* What is asked: Find every line in the material below that contains the word "fence", and copy each of those lines.

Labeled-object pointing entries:
** BEGIN **

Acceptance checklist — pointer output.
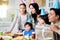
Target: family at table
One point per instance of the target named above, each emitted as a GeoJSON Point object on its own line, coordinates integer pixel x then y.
{"type": "Point", "coordinates": [37, 18]}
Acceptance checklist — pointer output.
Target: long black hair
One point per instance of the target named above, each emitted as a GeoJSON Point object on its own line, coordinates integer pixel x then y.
{"type": "Point", "coordinates": [23, 5]}
{"type": "Point", "coordinates": [30, 24]}
{"type": "Point", "coordinates": [35, 5]}
{"type": "Point", "coordinates": [57, 11]}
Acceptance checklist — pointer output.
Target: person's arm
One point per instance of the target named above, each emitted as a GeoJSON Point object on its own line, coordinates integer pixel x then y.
{"type": "Point", "coordinates": [13, 23]}
{"type": "Point", "coordinates": [54, 28]}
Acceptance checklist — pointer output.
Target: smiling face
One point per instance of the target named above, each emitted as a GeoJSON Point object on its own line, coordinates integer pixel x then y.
{"type": "Point", "coordinates": [41, 21]}
{"type": "Point", "coordinates": [22, 8]}
{"type": "Point", "coordinates": [32, 9]}
{"type": "Point", "coordinates": [52, 16]}
{"type": "Point", "coordinates": [28, 28]}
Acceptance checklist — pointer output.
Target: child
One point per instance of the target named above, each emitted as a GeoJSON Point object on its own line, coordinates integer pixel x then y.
{"type": "Point", "coordinates": [28, 29]}
{"type": "Point", "coordinates": [41, 27]}
{"type": "Point", "coordinates": [42, 20]}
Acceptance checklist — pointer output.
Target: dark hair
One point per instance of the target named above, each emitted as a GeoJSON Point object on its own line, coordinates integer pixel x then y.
{"type": "Point", "coordinates": [45, 18]}
{"type": "Point", "coordinates": [57, 11]}
{"type": "Point", "coordinates": [30, 24]}
{"type": "Point", "coordinates": [35, 5]}
{"type": "Point", "coordinates": [24, 5]}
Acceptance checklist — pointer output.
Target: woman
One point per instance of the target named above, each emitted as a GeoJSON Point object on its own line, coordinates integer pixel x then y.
{"type": "Point", "coordinates": [34, 11]}
{"type": "Point", "coordinates": [28, 29]}
{"type": "Point", "coordinates": [54, 18]}
{"type": "Point", "coordinates": [21, 17]}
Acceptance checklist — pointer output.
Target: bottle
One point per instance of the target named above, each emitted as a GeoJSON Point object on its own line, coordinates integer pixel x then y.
{"type": "Point", "coordinates": [33, 35]}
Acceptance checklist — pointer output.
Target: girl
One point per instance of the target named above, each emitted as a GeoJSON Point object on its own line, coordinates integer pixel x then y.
{"type": "Point", "coordinates": [34, 11]}
{"type": "Point", "coordinates": [20, 18]}
{"type": "Point", "coordinates": [54, 17]}
{"type": "Point", "coordinates": [42, 26]}
{"type": "Point", "coordinates": [28, 29]}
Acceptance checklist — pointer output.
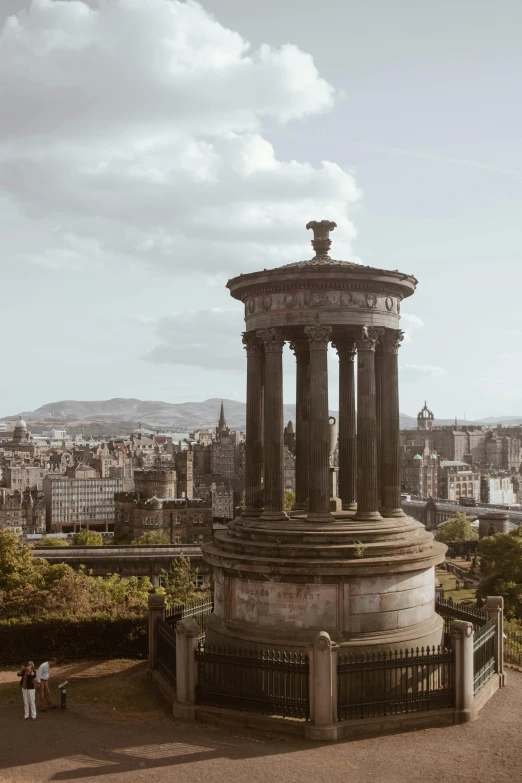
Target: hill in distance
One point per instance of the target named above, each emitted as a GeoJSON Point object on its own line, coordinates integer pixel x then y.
{"type": "Point", "coordinates": [178, 417]}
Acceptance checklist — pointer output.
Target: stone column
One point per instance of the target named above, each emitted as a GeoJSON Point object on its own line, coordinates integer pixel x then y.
{"type": "Point", "coordinates": [319, 497]}
{"type": "Point", "coordinates": [301, 350]}
{"type": "Point", "coordinates": [367, 495]}
{"type": "Point", "coordinates": [347, 429]}
{"type": "Point", "coordinates": [187, 632]}
{"type": "Point", "coordinates": [254, 426]}
{"type": "Point", "coordinates": [378, 419]}
{"type": "Point", "coordinates": [273, 451]}
{"type": "Point", "coordinates": [462, 646]}
{"type": "Point", "coordinates": [323, 689]}
{"type": "Point", "coordinates": [156, 612]}
{"type": "Point", "coordinates": [390, 427]}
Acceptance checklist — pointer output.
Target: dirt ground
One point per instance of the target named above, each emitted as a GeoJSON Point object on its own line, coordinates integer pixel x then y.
{"type": "Point", "coordinates": [116, 730]}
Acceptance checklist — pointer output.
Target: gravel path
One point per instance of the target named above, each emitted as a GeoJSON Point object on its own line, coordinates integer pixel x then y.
{"type": "Point", "coordinates": [108, 747]}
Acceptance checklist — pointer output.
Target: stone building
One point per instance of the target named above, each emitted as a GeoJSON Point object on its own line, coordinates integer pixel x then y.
{"type": "Point", "coordinates": [80, 499]}
{"type": "Point", "coordinates": [22, 511]}
{"type": "Point", "coordinates": [156, 482]}
{"type": "Point", "coordinates": [458, 480]}
{"type": "Point", "coordinates": [364, 574]}
{"type": "Point", "coordinates": [184, 521]}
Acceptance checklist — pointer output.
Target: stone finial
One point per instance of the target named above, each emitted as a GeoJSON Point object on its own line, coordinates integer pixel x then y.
{"type": "Point", "coordinates": [321, 242]}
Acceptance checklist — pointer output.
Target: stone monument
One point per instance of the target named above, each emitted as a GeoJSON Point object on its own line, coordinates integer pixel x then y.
{"type": "Point", "coordinates": [364, 574]}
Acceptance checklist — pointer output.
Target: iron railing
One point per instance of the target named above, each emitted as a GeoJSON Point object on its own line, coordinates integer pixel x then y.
{"type": "Point", "coordinates": [450, 611]}
{"type": "Point", "coordinates": [513, 648]}
{"type": "Point", "coordinates": [271, 682]}
{"type": "Point", "coordinates": [166, 651]}
{"type": "Point", "coordinates": [484, 665]}
{"type": "Point", "coordinates": [199, 610]}
{"type": "Point", "coordinates": [394, 682]}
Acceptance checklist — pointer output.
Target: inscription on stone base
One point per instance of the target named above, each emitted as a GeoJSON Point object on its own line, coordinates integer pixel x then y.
{"type": "Point", "coordinates": [277, 603]}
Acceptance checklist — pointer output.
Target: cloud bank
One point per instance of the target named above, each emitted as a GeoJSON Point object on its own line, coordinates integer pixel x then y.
{"type": "Point", "coordinates": [132, 133]}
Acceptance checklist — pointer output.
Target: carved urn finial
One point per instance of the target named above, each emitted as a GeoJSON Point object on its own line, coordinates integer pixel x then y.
{"type": "Point", "coordinates": [321, 242]}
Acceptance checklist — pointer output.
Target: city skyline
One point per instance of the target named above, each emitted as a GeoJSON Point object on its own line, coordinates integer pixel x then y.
{"type": "Point", "coordinates": [126, 209]}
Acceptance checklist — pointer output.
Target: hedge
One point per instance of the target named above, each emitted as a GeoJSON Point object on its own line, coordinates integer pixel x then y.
{"type": "Point", "coordinates": [73, 640]}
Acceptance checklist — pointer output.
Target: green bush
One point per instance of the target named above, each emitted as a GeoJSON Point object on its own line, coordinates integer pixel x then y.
{"type": "Point", "coordinates": [98, 637]}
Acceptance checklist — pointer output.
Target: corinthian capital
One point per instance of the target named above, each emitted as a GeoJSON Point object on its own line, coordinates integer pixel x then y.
{"type": "Point", "coordinates": [271, 339]}
{"type": "Point", "coordinates": [318, 337]}
{"type": "Point", "coordinates": [391, 340]}
{"type": "Point", "coordinates": [367, 338]}
{"type": "Point", "coordinates": [252, 344]}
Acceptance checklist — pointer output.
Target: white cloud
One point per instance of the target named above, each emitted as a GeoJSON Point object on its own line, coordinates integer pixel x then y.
{"type": "Point", "coordinates": [412, 372]}
{"type": "Point", "coordinates": [411, 323]}
{"type": "Point", "coordinates": [132, 133]}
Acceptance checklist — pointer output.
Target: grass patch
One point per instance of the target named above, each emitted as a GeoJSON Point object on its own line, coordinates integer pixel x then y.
{"type": "Point", "coordinates": [119, 685]}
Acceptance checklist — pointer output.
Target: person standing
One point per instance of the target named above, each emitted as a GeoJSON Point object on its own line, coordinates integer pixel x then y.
{"type": "Point", "coordinates": [28, 677]}
{"type": "Point", "coordinates": [42, 680]}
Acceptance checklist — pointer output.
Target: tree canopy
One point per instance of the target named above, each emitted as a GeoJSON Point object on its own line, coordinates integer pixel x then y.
{"type": "Point", "coordinates": [501, 568]}
{"type": "Point", "coordinates": [33, 588]}
{"type": "Point", "coordinates": [51, 541]}
{"type": "Point", "coordinates": [179, 582]}
{"type": "Point", "coordinates": [86, 537]}
{"type": "Point", "coordinates": [457, 528]}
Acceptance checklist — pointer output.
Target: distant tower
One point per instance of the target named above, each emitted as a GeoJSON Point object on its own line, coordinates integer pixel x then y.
{"type": "Point", "coordinates": [425, 418]}
{"type": "Point", "coordinates": [222, 428]}
{"type": "Point", "coordinates": [289, 437]}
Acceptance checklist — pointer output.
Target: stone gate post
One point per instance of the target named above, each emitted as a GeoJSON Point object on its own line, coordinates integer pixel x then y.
{"type": "Point", "coordinates": [462, 646]}
{"type": "Point", "coordinates": [156, 610]}
{"type": "Point", "coordinates": [187, 632]}
{"type": "Point", "coordinates": [323, 689]}
{"type": "Point", "coordinates": [495, 611]}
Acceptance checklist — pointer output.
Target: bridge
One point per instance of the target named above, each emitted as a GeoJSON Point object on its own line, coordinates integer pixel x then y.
{"type": "Point", "coordinates": [125, 560]}
{"type": "Point", "coordinates": [431, 513]}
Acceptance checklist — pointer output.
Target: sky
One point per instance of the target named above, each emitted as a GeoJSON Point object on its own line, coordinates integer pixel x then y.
{"type": "Point", "coordinates": [151, 149]}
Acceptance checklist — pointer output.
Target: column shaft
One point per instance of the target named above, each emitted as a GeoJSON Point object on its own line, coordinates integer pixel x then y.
{"type": "Point", "coordinates": [347, 424]}
{"type": "Point", "coordinates": [390, 446]}
{"type": "Point", "coordinates": [254, 426]}
{"type": "Point", "coordinates": [319, 497]}
{"type": "Point", "coordinates": [273, 451]}
{"type": "Point", "coordinates": [367, 493]}
{"type": "Point", "coordinates": [302, 418]}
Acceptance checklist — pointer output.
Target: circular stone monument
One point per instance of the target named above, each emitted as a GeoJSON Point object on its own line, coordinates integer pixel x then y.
{"type": "Point", "coordinates": [364, 574]}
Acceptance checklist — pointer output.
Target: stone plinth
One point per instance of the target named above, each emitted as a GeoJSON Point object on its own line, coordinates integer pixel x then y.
{"type": "Point", "coordinates": [370, 585]}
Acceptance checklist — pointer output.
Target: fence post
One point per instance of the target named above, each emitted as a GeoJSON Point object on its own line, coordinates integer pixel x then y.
{"type": "Point", "coordinates": [187, 632]}
{"type": "Point", "coordinates": [462, 646]}
{"type": "Point", "coordinates": [323, 689]}
{"type": "Point", "coordinates": [156, 611]}
{"type": "Point", "coordinates": [495, 611]}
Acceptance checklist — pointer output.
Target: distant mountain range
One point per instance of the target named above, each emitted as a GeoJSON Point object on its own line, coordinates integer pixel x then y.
{"type": "Point", "coordinates": [179, 417]}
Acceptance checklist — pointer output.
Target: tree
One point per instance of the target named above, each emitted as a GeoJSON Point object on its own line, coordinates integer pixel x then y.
{"type": "Point", "coordinates": [51, 541]}
{"type": "Point", "coordinates": [178, 582]}
{"type": "Point", "coordinates": [457, 528]}
{"type": "Point", "coordinates": [152, 537]}
{"type": "Point", "coordinates": [87, 538]}
{"type": "Point", "coordinates": [289, 499]}
{"type": "Point", "coordinates": [501, 568]}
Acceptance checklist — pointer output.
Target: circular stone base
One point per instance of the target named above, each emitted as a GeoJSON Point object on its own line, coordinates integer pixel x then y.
{"type": "Point", "coordinates": [369, 583]}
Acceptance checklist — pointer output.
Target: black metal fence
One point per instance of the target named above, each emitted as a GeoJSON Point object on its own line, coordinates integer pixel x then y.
{"type": "Point", "coordinates": [450, 611]}
{"type": "Point", "coordinates": [199, 610]}
{"type": "Point", "coordinates": [394, 682]}
{"type": "Point", "coordinates": [513, 647]}
{"type": "Point", "coordinates": [166, 651]}
{"type": "Point", "coordinates": [484, 665]}
{"type": "Point", "coordinates": [271, 682]}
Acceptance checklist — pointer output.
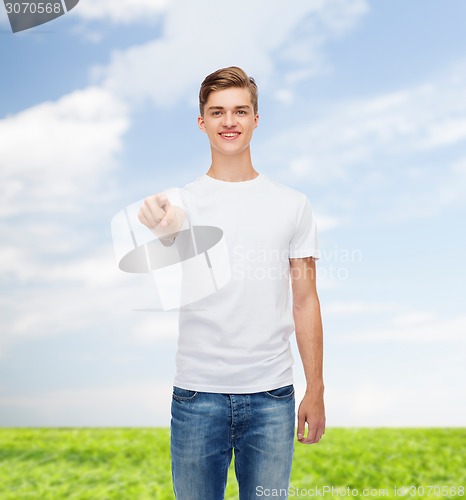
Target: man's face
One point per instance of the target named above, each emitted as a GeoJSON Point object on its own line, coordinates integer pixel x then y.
{"type": "Point", "coordinates": [229, 120]}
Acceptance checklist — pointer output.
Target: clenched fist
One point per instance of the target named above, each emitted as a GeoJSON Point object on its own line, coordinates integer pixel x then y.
{"type": "Point", "coordinates": [160, 216]}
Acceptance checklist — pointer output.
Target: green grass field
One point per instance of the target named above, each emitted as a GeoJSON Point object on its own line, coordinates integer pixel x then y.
{"type": "Point", "coordinates": [135, 464]}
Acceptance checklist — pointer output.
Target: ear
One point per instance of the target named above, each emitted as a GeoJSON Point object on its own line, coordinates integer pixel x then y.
{"type": "Point", "coordinates": [201, 123]}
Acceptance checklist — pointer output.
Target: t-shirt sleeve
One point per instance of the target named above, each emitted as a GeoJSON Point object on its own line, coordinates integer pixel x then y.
{"type": "Point", "coordinates": [304, 242]}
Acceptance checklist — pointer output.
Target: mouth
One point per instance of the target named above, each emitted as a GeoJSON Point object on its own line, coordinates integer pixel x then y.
{"type": "Point", "coordinates": [229, 136]}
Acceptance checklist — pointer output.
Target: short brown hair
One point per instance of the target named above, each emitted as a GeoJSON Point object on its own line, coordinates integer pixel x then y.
{"type": "Point", "coordinates": [226, 78]}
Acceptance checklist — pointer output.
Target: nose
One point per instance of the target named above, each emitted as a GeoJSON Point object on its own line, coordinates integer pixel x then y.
{"type": "Point", "coordinates": [229, 119]}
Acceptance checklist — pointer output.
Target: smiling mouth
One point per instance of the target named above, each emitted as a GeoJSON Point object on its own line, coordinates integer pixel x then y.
{"type": "Point", "coordinates": [229, 135]}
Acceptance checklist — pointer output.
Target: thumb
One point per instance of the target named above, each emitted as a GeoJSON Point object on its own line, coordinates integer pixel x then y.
{"type": "Point", "coordinates": [301, 423]}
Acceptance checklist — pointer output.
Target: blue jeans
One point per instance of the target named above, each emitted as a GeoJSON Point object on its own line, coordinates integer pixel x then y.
{"type": "Point", "coordinates": [206, 428]}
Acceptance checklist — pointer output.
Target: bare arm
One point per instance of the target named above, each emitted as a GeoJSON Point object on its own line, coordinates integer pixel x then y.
{"type": "Point", "coordinates": [309, 337]}
{"type": "Point", "coordinates": [161, 217]}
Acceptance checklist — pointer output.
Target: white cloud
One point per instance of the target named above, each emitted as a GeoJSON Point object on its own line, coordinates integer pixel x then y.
{"type": "Point", "coordinates": [133, 404]}
{"type": "Point", "coordinates": [191, 39]}
{"type": "Point", "coordinates": [352, 133]}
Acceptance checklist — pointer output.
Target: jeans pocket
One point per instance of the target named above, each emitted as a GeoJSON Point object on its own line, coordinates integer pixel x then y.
{"type": "Point", "coordinates": [183, 394]}
{"type": "Point", "coordinates": [284, 392]}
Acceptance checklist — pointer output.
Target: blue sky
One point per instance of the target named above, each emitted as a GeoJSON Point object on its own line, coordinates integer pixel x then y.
{"type": "Point", "coordinates": [363, 108]}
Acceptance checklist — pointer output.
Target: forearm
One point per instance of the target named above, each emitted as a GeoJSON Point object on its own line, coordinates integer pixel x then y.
{"type": "Point", "coordinates": [309, 337]}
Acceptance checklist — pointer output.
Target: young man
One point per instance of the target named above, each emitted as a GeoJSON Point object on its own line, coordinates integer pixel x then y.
{"type": "Point", "coordinates": [233, 388]}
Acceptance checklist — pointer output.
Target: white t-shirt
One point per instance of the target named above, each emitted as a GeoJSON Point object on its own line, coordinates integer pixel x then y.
{"type": "Point", "coordinates": [237, 339]}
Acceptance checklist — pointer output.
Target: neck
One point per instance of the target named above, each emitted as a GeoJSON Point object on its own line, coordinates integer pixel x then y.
{"type": "Point", "coordinates": [234, 168]}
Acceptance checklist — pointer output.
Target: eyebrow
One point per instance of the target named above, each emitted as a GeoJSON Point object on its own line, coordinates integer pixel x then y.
{"type": "Point", "coordinates": [244, 106]}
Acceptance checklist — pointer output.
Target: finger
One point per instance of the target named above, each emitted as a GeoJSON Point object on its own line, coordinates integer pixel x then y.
{"type": "Point", "coordinates": [301, 426]}
{"type": "Point", "coordinates": [162, 201]}
{"type": "Point", "coordinates": [320, 431]}
{"type": "Point", "coordinates": [144, 220]}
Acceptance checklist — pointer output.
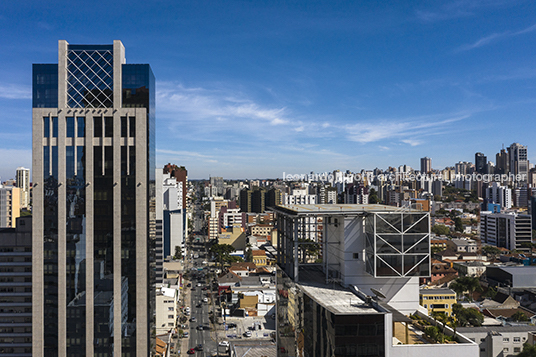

** END **

* Result for this task:
Target: fence post
Target: black metal fence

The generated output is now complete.